• [What needs to be done] Could you render the entries as a numbered list, starting at the line containing "formatted like [55,5]." and running through the last line of the entries, with both ends included and blank lines left out?
= = = = = = =
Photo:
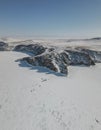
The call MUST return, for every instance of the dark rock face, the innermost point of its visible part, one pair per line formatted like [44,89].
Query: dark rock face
[54,58]
[59,61]
[3,46]
[51,61]
[79,58]
[34,49]
[95,55]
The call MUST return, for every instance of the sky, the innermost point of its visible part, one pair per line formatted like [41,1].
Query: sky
[50,18]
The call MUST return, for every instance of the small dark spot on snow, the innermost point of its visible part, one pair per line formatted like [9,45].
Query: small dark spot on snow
[0,106]
[97,121]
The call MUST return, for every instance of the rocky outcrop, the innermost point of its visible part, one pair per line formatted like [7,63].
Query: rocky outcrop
[95,55]
[55,58]
[52,61]
[3,46]
[79,58]
[59,61]
[34,49]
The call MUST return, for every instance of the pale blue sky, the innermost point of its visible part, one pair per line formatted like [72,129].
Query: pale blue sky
[50,18]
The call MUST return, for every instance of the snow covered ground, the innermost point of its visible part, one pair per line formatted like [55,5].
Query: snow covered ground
[31,99]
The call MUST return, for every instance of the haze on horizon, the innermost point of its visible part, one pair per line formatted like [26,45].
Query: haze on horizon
[50,18]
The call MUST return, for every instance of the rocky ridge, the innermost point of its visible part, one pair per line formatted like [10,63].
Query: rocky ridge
[55,58]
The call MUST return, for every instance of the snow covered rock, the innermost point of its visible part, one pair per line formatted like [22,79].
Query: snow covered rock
[3,46]
[34,49]
[52,61]
[79,58]
[95,55]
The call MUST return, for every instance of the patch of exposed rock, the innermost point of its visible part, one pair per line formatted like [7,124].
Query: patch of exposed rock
[59,61]
[35,49]
[3,46]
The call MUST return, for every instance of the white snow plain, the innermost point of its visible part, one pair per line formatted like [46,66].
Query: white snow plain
[31,99]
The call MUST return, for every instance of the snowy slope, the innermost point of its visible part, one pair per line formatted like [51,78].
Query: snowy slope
[33,100]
= = = = = = =
• [Task solution]
1. The call MUST return, for every instance of the snow covered ground, the innermost point of its visible part, one pair per line formatted like [55,5].
2. Query: snow covered ground
3. [31,99]
4. The call MUST return, for every instance of the haze on horizon, the innermost point of its visible part, one pair per line formatted like [26,45].
5. Query: haze on horizon
6. [50,18]
7. The call MUST return, for every instance of the rocky ridge, the innermost point of its visible part, one pair per line formatted like [10,63].
8. Query: rocky ridge
9. [55,58]
10. The call MUST return, for every instance of the snow covered rock, the innermost point of its visible part, one pair per line formatted like [22,79].
11. Query: snow covered rock
12. [3,46]
13. [34,49]
14. [52,61]
15. [79,58]
16. [95,55]
17. The call MUST return, for every instance of the patch of exposed rock, the innermost point of its visible part, one pair per line formatted like [7,124].
18. Query: patch of exposed rock
19. [59,61]
20. [35,49]
21. [3,46]
22. The call MUST return, for every instance of the white snow plain, the innermost point of its visible part, one pair per line formatted like [46,66].
23. Query: white snow plain
24. [31,99]
25. The call MUST return, for every instance of the snowy slope, the innermost point of its visible part, one pair per line formatted like [51,78].
26. Query: snowy slope
27. [33,100]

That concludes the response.